▶ **Excerpted passage**:
•••••

Governor Tilden was a born financier. In his heroic battle with the “Canal Ring," standing alone and resisting friends as well as foes, he saved the State millions. He was born in 1814, and was in the same class in Yale College with Chief Justice Waite, William M. Evarts, and Edwards Pierrepont. He rose to eminence as a lawyer at an early age, and was connected with some of the most important civil and criminal cases of his time. Though always a politician he was such from a high sense of duty as a citizen, losing sight of personal interests in his overmastering desire to benefit the masses through the machinery of government. He may justly be styled a political philosopher-one who could reduce statesmanship to an exact science.

The election was conducted in a more quiet manner than any of its predecessors. The immediate returns indicated victory for the Democrats. But when double returns, showing differing results, came in from four of the Southern States, and Louisiana was in anarchy with her two governors and two electoral colleges, the cry of fraud became so loud and so general that official investigation was imperative. All of the crooked cases were complicated in their incidents, and thus for months the result of the election was in actual doubt. To count the electoral votes a tribunal was established, called the Electoral Cominission, as evenly divided politically as practicable. It was in session from the first day of February until four o'clock in the morning of the second of March, attracting the critical notice of the whole world. The result as then declared was one hundred and eighty-five votes for Hayes, and one hundred and eighty-four for Tilden. The decision was final, and Hayes was duly inaugurated two days afterward, although the Democrats claimed with caustic emphasis that Tilden was the rightful President.

•••••

▶ **Material**:
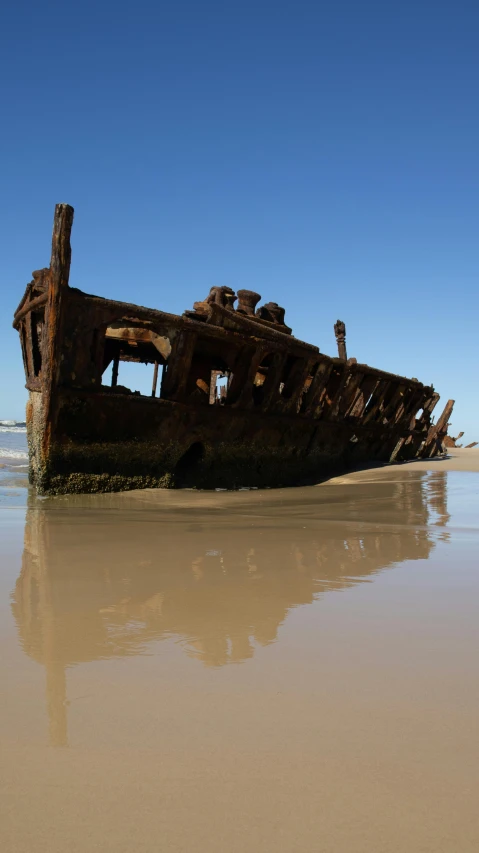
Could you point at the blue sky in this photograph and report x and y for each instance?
(324, 154)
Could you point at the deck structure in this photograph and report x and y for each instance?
(241, 401)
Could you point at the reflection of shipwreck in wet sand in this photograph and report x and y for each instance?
(241, 401)
(89, 591)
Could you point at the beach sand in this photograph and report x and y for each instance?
(266, 670)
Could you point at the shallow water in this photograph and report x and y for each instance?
(263, 670)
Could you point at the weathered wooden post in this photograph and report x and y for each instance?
(340, 332)
(155, 380)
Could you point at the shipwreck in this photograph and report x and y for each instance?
(236, 399)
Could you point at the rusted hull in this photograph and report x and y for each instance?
(287, 414)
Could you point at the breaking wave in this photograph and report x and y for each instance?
(8, 453)
(12, 426)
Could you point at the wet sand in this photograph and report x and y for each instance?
(290, 670)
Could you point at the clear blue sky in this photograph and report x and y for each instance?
(324, 154)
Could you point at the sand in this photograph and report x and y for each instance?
(272, 670)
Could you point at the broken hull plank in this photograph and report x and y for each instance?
(285, 413)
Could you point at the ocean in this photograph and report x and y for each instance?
(13, 463)
(13, 441)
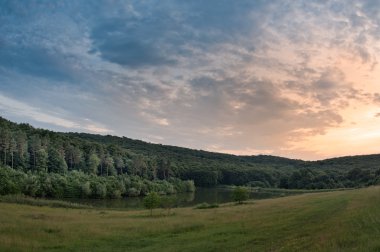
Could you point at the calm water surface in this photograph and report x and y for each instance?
(208, 195)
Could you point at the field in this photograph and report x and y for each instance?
(328, 221)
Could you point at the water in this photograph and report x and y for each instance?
(209, 195)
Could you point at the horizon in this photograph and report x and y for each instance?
(281, 78)
(184, 147)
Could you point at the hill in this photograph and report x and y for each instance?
(333, 221)
(27, 149)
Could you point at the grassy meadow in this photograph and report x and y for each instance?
(327, 221)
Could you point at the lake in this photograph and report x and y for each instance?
(209, 195)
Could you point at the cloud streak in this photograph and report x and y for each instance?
(280, 77)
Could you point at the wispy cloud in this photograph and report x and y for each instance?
(245, 77)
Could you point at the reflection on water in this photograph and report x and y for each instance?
(208, 195)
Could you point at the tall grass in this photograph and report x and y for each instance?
(25, 200)
(328, 221)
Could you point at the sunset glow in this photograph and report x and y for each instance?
(298, 79)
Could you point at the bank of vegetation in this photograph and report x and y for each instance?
(42, 163)
(330, 221)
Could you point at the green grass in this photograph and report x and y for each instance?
(25, 200)
(328, 221)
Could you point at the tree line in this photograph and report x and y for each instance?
(38, 151)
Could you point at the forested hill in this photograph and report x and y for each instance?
(26, 148)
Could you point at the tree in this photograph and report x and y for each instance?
(151, 201)
(5, 139)
(93, 163)
(119, 164)
(34, 146)
(240, 194)
(12, 150)
(41, 160)
(109, 164)
(56, 162)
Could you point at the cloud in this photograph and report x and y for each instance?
(221, 75)
(12, 107)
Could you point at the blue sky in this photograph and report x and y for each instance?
(291, 78)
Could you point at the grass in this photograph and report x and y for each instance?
(328, 221)
(25, 200)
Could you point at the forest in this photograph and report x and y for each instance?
(43, 163)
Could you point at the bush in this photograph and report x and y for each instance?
(152, 200)
(240, 194)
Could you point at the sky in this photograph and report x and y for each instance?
(292, 78)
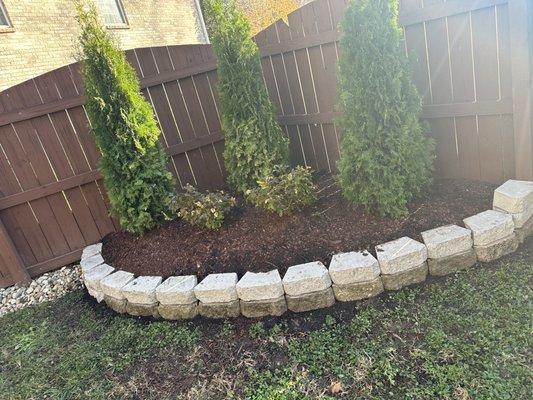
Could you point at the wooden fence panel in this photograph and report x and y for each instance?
(471, 66)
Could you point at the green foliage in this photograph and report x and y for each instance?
(202, 209)
(254, 142)
(284, 192)
(386, 157)
(133, 164)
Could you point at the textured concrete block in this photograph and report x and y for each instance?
(230, 309)
(358, 291)
(97, 294)
(354, 267)
(400, 255)
(142, 289)
(178, 311)
(524, 231)
(91, 250)
(449, 265)
(306, 278)
(263, 308)
(113, 284)
(446, 241)
(177, 290)
(310, 301)
(519, 219)
(490, 226)
(405, 278)
(117, 305)
(514, 196)
(142, 310)
(89, 263)
(260, 286)
(93, 277)
(497, 249)
(217, 288)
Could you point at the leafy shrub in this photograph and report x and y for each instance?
(133, 164)
(202, 209)
(386, 156)
(254, 141)
(284, 192)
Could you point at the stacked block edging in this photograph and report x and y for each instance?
(351, 276)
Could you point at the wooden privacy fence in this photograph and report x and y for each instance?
(472, 66)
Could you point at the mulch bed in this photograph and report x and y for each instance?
(255, 240)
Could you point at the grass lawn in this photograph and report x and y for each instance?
(463, 337)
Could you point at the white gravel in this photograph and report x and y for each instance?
(49, 286)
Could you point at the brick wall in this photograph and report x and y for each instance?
(44, 33)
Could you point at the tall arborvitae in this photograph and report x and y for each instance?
(254, 141)
(386, 156)
(133, 163)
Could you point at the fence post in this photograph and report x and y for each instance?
(521, 72)
(15, 266)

•••••

▶ **Prompt 1**: Quote the passage on Governor Tilden from "Governor Tilden was" up to and including "an exact science.".
▶ **Prompt 2**: In the passage on Governor Tilden, how many electoral votes were declared for Hayes?
▶ **Prompt 3**: Proceed with the passage on Governor Tilden and the disputed election, picking up after its final sentence.

▶ **Final answer 1**:
Governor Tilden was a born financier. In his heroic battle with the “Canal Ring," standing alone and resisting friends as well as foes, he saved the State millions. He was born in 1814, and was in the same class in Yale College with Chief Justice Waite, William M. Evarts, and Edwards Pierrepont. He rose to eminence as a lawyer at an early age, and was connected with some of the most important civil and criminal cases of his time. Though always a politician he was such from a high sense of duty as a citizen, losing sight of personal interests in his overmastering desire to benefit the masses through the machinery of government. He may justly be styled a political philosopher-one who could reduce statesmanship to an exact science.

▶ **Final answer 2**: One hundred and eighty-five.

▶ **Final answer 3**:
Major-General Winfield S. Hancock had the honor to be the unsuccessful candidate for the Presidency of 1881. He was nominated on the second ballot of the Democratic Convention, that met at Cincinnati in June. Governor Tilden declined the nomination, as did also Governor Seymour. Senator Thomas F. Bayard was a favorite with many of the Southern members, but the nomination of Hancock was made unanimous with great good feeling.

The Republicans had already, some three weeks before, convened at Chicago, and nominated James A. Garfield for President, and Chester A.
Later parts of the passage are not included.